=== Short problem ===
Please retype all of the material below, line by line, without changing a single character.

=== Dataset entries ===
○ ○ ○ ○ ○ ○ ○

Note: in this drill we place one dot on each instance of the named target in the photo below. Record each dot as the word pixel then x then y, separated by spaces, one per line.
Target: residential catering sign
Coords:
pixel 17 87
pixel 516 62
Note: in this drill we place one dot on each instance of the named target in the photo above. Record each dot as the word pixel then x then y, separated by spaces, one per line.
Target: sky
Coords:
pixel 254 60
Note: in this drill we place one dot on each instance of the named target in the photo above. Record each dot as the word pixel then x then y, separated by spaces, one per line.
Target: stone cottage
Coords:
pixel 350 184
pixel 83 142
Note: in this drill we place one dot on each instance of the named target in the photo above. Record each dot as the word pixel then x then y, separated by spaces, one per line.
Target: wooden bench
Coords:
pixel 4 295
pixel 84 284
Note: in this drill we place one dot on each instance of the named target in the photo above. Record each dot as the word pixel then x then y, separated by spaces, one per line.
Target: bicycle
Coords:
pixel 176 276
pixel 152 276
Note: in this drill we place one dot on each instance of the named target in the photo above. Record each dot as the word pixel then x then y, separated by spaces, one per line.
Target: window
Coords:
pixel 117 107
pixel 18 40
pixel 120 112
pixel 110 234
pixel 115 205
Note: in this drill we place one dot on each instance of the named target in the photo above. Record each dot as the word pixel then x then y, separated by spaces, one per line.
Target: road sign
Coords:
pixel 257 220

○ ○ ○ ○ ○ ○ ○

=== Exercise result ===
Note: in this drill we place one dot on each instance of the named target in the photo below. Record each dot as the word pixel then x then y, separated by spaces, one per line.
Target: residential catering sign
Coords:
pixel 17 87
pixel 516 62
Note: in this drill we place one dot on each instance of the named target in the photo above. Record each dot as the word pixel then x then y, separated by spaces, one per line.
Target: sky
Coords:
pixel 254 60
Note: in this drill we place one dot on each instance of the named target in the photo above. Record each dot as the word pixel then x then y, separated by spaces, one per line.
Target: stone cottage
Coords:
pixel 350 184
pixel 83 142
Note: in this drill we place one dot on each instance of the named target in the photo above. Record each dot as the word pixel then x then y, separated by spaces, one per line.
Target: wooden bench
Coords:
pixel 4 295
pixel 84 284
Note: in this drill we place one dot on each instance of the named target in the photo above. Record each dot as the word pixel then x then y, separated by spaces, one per line.
Target: bicycle
Coords:
pixel 176 276
pixel 152 276
Note: in this drill we place one dot on each instance of the named target in the photo above. Record each dot as the word pixel then x then y, separated by spaces, one per line.
Target: window
Coords:
pixel 117 107
pixel 18 40
pixel 120 112
pixel 110 234
pixel 115 205
Note: in this drill we place one dot on each instance of the named target in the photo above. Record each dot as the word pixel then x then y, separated by spaces, one per line.
Target: road sign
Coords:
pixel 257 220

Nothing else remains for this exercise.